Can you lay out the records below as a Markdown table with the columns "Row" and "Text", giving each line its own numbered row and leaving out any blank lines?

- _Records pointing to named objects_
╔══

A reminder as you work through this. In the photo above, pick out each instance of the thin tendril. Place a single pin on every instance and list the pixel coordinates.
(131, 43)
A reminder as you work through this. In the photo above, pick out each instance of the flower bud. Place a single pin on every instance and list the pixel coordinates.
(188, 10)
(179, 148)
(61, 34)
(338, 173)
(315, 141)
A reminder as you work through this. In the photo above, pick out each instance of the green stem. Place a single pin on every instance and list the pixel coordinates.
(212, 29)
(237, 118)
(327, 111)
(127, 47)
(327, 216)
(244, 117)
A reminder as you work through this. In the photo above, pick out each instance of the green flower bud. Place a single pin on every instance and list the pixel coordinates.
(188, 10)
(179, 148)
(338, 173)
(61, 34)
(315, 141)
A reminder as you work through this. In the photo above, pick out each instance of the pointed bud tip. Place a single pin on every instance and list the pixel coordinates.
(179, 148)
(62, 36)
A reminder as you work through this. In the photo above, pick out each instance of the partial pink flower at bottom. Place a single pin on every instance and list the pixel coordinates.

╚══

- _Worked answer_
| Row | Text |
|---|---|
| 1 | A reminder as you work through this. In the photo above, pick out each instance of the thin tendril. Place a single pin on every instance and list the pixel coordinates. |
| 2 | (131, 43) |
| 3 | A reminder as you work through this. In the photo above, pick out each instance of the flower bud. Place a single pin on every instance and list the pixel coordinates. |
| 4 | (188, 10) |
| 5 | (179, 148) |
| 6 | (61, 34) |
| 7 | (338, 173) |
| 8 | (315, 141) |
| 9 | A reminder as you work through this. In the photo above, pick out each instance of the green stem. Place a single pin on every instance and list the pixel coordinates. |
| 10 | (212, 29) |
| 11 | (237, 118) |
| 12 | (327, 111) |
| 13 | (127, 47) |
| 14 | (327, 216) |
| 15 | (244, 117) |
| 16 | A reminder as you work through this. In the photo above, pick out each instance of the green flower bud. Place a single pin on every instance and list the pixel coordinates. |
| 17 | (188, 10) |
| 18 | (179, 148) |
| 19 | (338, 173) |
| 20 | (61, 34) |
| 21 | (315, 141) |
| 22 | A reminder as you work through this. In the photo above, pick out each instance of the pointed bud tip. Place a single pin on every instance and list the pixel coordinates. |
| 23 | (179, 148) |
| 24 | (62, 36) |
| 25 | A reminder as you work through this. In the photo above, pick out each instance of the partial pink flower at bottom. Place a single pin on every instance and list the pixel coordinates. |